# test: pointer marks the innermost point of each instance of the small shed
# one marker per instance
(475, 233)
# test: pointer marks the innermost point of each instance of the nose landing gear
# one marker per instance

__Task goal__: Present the material above as a Markdown table with two columns, Row and Material line. Number each line and omit blank lines.

__Solved exercise__:
| Row | Material line |
|---|---|
| 1 | # test: pointer marks the innermost point of each instance of the small shed |
| 2 | # one marker per instance |
| 3 | (475, 233) |
| 4 | # test: pointer marks the innermost point of each instance of the nose landing gear |
| 5 | # one marker per instance |